## SOURCE EXCERPT
Frederick Wright Jones, Assistant Professor, Sculpture

Frederick Wright Jones

Assistant Professor of Art, Sculpture
Baker Center for the Arts

[email protected]


Personal Website

Education

  • M.F.A, SUNY at Buffalo
  • B.A., University of Pennsylvania

 

Teaching Interests

My goal in the classroom is to provide students with an opportunity to define their artistic direction, take risks and learn from failure. Both in the studio and classroom, I weave together myths, history, contemporary politics and pop culture. I provide students with tools for manipulating form and body. Through a gradual journey through the relationship between form and concept, students take from their experiences—whether background, interests or identity—different ways of tackling notions of maker, object and audience.

## DATA SHOWN
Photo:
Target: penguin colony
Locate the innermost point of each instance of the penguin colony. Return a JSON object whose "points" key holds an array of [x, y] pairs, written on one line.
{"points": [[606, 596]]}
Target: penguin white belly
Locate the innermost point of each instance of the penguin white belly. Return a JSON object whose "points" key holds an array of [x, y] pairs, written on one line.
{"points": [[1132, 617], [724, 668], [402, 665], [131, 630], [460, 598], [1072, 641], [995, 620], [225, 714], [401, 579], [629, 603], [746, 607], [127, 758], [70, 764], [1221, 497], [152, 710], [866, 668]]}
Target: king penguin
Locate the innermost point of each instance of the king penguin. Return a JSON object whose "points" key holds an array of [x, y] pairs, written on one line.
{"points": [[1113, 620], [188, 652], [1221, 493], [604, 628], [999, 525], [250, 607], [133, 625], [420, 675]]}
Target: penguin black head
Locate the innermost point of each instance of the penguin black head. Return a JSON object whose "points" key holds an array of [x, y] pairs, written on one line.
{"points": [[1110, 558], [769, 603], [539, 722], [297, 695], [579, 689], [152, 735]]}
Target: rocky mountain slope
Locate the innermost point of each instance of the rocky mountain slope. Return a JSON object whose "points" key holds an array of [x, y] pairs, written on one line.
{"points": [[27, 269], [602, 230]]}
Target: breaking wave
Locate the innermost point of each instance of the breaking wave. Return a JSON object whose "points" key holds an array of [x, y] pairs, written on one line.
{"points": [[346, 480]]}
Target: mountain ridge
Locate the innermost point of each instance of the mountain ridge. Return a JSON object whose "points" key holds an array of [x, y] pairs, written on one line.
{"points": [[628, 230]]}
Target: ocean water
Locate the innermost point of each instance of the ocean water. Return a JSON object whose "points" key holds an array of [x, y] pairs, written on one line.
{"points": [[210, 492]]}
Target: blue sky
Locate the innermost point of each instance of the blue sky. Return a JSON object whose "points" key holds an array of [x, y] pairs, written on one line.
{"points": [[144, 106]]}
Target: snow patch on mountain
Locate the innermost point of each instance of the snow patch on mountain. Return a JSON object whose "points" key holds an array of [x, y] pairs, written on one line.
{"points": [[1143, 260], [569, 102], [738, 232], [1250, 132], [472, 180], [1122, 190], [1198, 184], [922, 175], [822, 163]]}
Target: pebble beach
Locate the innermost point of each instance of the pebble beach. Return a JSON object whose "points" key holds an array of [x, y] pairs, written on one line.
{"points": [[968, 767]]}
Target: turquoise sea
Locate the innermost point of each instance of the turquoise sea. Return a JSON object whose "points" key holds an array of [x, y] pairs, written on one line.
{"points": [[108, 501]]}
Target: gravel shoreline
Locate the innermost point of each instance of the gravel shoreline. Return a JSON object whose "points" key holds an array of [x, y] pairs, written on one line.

## WRITTEN TASK 1
Transcribe the faculty profile between "Personal Website" and "object and audience.", inclusive.
## WRITTEN TASK 2
Pick up the sculpture faculty profile where it stops and continue it.

## TASK ANSWER 1
Personal Website

Education

  • M.F.A, SUNY at Buffalo
  • B.A., University of Pennsylvania

 

Teaching Interests

My goal in the classroom is to provide students with an opportunity to define their artistic direction, take risks and learn from failure. Both in the studio and classroom, I weave together myths, history, contemporary politics and pop culture. I provide students with tools for manipulating form and body. Through a gradual journey through the relationship between form and concept, students take from their experiences—whether background, interests or identity—different ways of tackling notions of maker, object and audience.

## TASK ANSWER 2
Research, Scholarship or Creative/Artistic Interests

My multimedia works materialize the effort to define and redefine my placement as an American and global citizen. The experience of growing up African American of mixed heritage in rural Pennsylvania and then living as a foreigner in Europe motivates my work. I believe in the American melting pot, but not as a place of Benetton like harmony but as the vital reworking of social antagonisms, the cooking process of historical deconstruction. Themes wander the liminal spaces surrounding the other, wealth, and the state, balancing the contradictions of these borderlands: guilt against duty and exclusion against entitlement. Caught in a divisive identity where participation is an act of violence, I allow folk art to inspire me; relentlessly appropriating tools of the artist unknown, the vanquished, merchandising, underground comics, idols and populist propaganda (see portfolio: "...And He Single Handedly Disperses East German Protesters"). My objects and installations work at the crossroads of function and play, engaging performance to transform the viewer’s role from that of spectator (see portfolio: “Confusion of Terms”) to collaborator (see portfolio: “NRAACP” series). I dissect the role of the historical figure, with an ethical stance that hovers between dutiful responsibility and post-punk cynicism (see portfolio: “Fairytales Ain’t Always for Kids” series).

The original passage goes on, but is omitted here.